#### Exercise instructions
Among the entries below, find the lines with "brick" and copy them.
Start of Available records
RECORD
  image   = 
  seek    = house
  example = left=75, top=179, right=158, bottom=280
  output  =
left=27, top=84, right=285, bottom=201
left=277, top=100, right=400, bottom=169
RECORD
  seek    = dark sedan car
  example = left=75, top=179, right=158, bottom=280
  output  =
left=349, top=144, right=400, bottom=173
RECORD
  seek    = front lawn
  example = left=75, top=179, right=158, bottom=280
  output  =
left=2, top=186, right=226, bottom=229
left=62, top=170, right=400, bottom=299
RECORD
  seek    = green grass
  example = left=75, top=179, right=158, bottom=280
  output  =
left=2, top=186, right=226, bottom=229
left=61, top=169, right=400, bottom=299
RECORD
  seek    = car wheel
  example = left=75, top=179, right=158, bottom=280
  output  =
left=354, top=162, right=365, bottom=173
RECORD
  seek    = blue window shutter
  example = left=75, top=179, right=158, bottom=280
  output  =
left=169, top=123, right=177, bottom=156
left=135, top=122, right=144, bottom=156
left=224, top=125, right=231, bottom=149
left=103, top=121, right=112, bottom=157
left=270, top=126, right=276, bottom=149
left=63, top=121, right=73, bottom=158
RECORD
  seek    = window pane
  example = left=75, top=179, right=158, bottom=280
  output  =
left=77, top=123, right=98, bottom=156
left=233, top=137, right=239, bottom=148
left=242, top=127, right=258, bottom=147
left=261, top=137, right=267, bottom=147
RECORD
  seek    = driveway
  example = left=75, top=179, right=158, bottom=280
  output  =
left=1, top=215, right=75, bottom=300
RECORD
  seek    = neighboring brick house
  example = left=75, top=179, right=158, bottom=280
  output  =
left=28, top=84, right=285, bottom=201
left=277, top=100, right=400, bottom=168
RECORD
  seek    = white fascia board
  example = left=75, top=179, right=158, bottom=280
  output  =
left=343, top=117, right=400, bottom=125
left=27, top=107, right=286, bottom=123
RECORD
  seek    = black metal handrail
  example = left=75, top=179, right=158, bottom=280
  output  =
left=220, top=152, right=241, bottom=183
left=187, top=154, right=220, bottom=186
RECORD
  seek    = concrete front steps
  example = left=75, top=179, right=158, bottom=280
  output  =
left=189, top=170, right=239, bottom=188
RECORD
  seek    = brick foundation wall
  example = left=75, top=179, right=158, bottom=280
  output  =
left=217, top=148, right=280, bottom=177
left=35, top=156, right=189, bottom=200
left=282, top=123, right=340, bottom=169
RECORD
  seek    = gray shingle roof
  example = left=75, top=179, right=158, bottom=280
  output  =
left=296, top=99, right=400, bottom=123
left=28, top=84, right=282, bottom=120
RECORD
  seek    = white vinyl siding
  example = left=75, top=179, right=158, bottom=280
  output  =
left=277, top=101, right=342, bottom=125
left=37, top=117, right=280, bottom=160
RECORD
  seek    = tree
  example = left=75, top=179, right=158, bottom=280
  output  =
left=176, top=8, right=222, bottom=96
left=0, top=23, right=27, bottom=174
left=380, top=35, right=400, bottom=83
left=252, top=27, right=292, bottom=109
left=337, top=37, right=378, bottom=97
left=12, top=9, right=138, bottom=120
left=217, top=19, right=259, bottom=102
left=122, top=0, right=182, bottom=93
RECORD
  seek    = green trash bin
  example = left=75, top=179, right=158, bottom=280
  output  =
End of Available records
#### Result of the task
  seek    = neighboring brick house
  seek    = brick foundation wall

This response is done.